**RECORDS PROVIDED**:
= = =

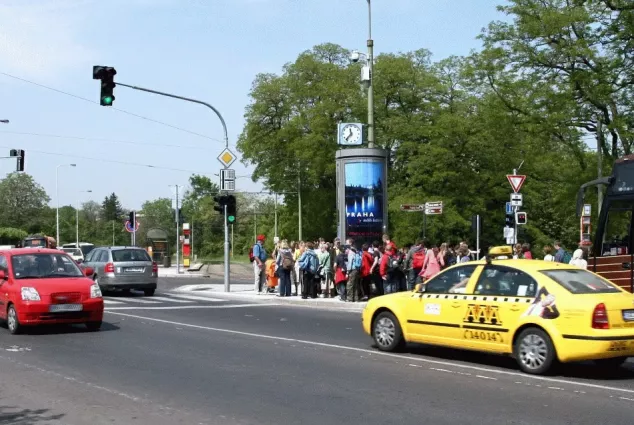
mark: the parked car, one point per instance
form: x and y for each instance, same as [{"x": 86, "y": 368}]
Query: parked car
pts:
[
  {"x": 45, "y": 286},
  {"x": 123, "y": 268}
]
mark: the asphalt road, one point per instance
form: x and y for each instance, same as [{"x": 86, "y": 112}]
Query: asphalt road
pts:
[{"x": 231, "y": 362}]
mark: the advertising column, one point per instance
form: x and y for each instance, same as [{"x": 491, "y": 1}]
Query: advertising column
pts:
[{"x": 362, "y": 194}]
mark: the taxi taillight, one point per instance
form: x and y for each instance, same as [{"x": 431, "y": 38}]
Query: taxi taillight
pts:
[{"x": 600, "y": 317}]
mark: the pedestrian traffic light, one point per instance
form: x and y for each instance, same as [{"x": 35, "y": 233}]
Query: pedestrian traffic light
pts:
[
  {"x": 520, "y": 217},
  {"x": 132, "y": 219},
  {"x": 19, "y": 155},
  {"x": 231, "y": 209},
  {"x": 106, "y": 75}
]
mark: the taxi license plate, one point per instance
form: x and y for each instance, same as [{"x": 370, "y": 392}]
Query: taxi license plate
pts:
[
  {"x": 58, "y": 308},
  {"x": 134, "y": 270},
  {"x": 628, "y": 315}
]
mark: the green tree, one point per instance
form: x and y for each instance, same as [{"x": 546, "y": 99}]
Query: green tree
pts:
[{"x": 24, "y": 202}]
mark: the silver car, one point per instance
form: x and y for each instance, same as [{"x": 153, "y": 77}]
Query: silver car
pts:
[{"x": 123, "y": 268}]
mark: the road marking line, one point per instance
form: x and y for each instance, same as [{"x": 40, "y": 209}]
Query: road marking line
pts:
[
  {"x": 188, "y": 307},
  {"x": 108, "y": 301},
  {"x": 138, "y": 300},
  {"x": 379, "y": 353},
  {"x": 197, "y": 298},
  {"x": 171, "y": 300}
]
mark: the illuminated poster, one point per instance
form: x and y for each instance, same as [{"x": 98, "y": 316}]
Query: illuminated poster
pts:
[{"x": 364, "y": 194}]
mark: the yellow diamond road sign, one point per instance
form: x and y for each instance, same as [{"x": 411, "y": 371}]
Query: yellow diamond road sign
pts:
[{"x": 226, "y": 158}]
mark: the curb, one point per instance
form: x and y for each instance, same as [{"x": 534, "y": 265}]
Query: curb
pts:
[{"x": 319, "y": 303}]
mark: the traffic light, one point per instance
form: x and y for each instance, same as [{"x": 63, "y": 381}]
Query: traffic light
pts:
[
  {"x": 132, "y": 219},
  {"x": 520, "y": 217},
  {"x": 19, "y": 155},
  {"x": 106, "y": 75},
  {"x": 231, "y": 209}
]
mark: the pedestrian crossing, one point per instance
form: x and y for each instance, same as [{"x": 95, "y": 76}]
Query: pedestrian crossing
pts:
[{"x": 163, "y": 299}]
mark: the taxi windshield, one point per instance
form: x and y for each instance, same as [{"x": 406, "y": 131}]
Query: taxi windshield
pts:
[
  {"x": 42, "y": 266},
  {"x": 581, "y": 281}
]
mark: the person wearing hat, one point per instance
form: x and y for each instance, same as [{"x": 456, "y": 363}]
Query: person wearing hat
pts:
[{"x": 259, "y": 258}]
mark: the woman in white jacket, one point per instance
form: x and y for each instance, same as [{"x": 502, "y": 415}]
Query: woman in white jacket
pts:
[{"x": 577, "y": 259}]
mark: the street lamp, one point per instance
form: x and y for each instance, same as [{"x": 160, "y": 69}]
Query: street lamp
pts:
[
  {"x": 367, "y": 76},
  {"x": 57, "y": 197},
  {"x": 77, "y": 218}
]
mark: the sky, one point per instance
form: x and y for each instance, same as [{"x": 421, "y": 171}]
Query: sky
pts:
[{"x": 205, "y": 49}]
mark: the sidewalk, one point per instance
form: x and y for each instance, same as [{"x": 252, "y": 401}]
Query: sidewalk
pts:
[
  {"x": 246, "y": 292},
  {"x": 237, "y": 271}
]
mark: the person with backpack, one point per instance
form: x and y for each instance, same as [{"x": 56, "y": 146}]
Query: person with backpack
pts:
[
  {"x": 309, "y": 267},
  {"x": 414, "y": 263},
  {"x": 354, "y": 271},
  {"x": 561, "y": 255},
  {"x": 390, "y": 270},
  {"x": 258, "y": 257},
  {"x": 285, "y": 265}
]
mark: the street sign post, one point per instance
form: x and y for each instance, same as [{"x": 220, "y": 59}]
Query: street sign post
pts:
[
  {"x": 516, "y": 181},
  {"x": 413, "y": 207}
]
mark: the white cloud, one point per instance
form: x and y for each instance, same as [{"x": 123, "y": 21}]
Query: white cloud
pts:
[{"x": 42, "y": 38}]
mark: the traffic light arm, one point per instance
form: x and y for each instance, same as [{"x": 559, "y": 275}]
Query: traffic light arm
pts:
[{"x": 200, "y": 102}]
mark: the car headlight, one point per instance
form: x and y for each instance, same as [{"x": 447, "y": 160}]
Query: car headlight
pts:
[
  {"x": 30, "y": 294},
  {"x": 95, "y": 292}
]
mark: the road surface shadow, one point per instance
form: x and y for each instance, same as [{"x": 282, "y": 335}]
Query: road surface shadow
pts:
[
  {"x": 65, "y": 329},
  {"x": 582, "y": 370},
  {"x": 17, "y": 416}
]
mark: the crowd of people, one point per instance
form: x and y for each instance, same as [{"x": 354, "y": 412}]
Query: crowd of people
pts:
[{"x": 351, "y": 273}]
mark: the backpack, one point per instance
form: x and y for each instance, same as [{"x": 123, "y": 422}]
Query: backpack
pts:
[
  {"x": 356, "y": 261},
  {"x": 287, "y": 261},
  {"x": 567, "y": 257},
  {"x": 418, "y": 259},
  {"x": 394, "y": 264}
]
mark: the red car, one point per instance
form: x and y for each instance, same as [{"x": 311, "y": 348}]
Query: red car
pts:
[{"x": 41, "y": 286}]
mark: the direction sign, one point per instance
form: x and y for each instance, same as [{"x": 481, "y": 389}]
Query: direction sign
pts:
[
  {"x": 226, "y": 158},
  {"x": 435, "y": 204},
  {"x": 413, "y": 207},
  {"x": 433, "y": 211},
  {"x": 128, "y": 226},
  {"x": 516, "y": 181}
]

= = =

**TASK TO CARRY OUT**: Take the lines of the material above from the first through the one containing "mark: the illuminated", both included, and print them exactly without the pictures.

**WORKED SOLUTION**:
mark: the parked car, one point per instance
form: x and y for each instance, same as [{"x": 86, "y": 368}]
Query: parked car
pts:
[
  {"x": 45, "y": 286},
  {"x": 123, "y": 268}
]
mark: the asphalt road, one point per instance
form: x and y for each instance, same as [{"x": 86, "y": 112}]
Query: asphalt road
pts:
[{"x": 231, "y": 362}]
mark: the advertising column, one point per instance
form: x and y for each instance, same as [{"x": 491, "y": 1}]
Query: advertising column
pts:
[{"x": 362, "y": 194}]
mark: the taxi taillight, one point per instance
form: x and y for each instance, same as [{"x": 431, "y": 38}]
Query: taxi taillight
pts:
[{"x": 600, "y": 317}]
mark: the pedestrian traffic light, one point per instance
form: x and y for each instance, same as [{"x": 35, "y": 233}]
Query: pedestrian traffic light
pts:
[
  {"x": 520, "y": 217},
  {"x": 132, "y": 219},
  {"x": 19, "y": 155},
  {"x": 231, "y": 209},
  {"x": 106, "y": 75}
]
mark: the taxi license plate, one point per instance
form: x and y for each instance, same as [{"x": 370, "y": 392}]
Query: taxi license plate
pts:
[
  {"x": 58, "y": 308},
  {"x": 134, "y": 270},
  {"x": 628, "y": 315}
]
mark: the green tree, one point per instance
form: x and y for each instance, same as [{"x": 546, "y": 99}]
Query: green tree
pts:
[{"x": 24, "y": 202}]
mark: the silver car, one point per instance
form: x and y for each instance, same as [{"x": 153, "y": 77}]
Query: silver car
pts:
[{"x": 123, "y": 268}]
mark: the road marking line, one point per instance
form: x and y for each instance, same as [{"x": 40, "y": 209}]
Query: road marking line
pts:
[
  {"x": 188, "y": 307},
  {"x": 108, "y": 301},
  {"x": 138, "y": 300},
  {"x": 379, "y": 353},
  {"x": 197, "y": 298},
  {"x": 171, "y": 300}
]
mark: the illuminated poster, one point per instance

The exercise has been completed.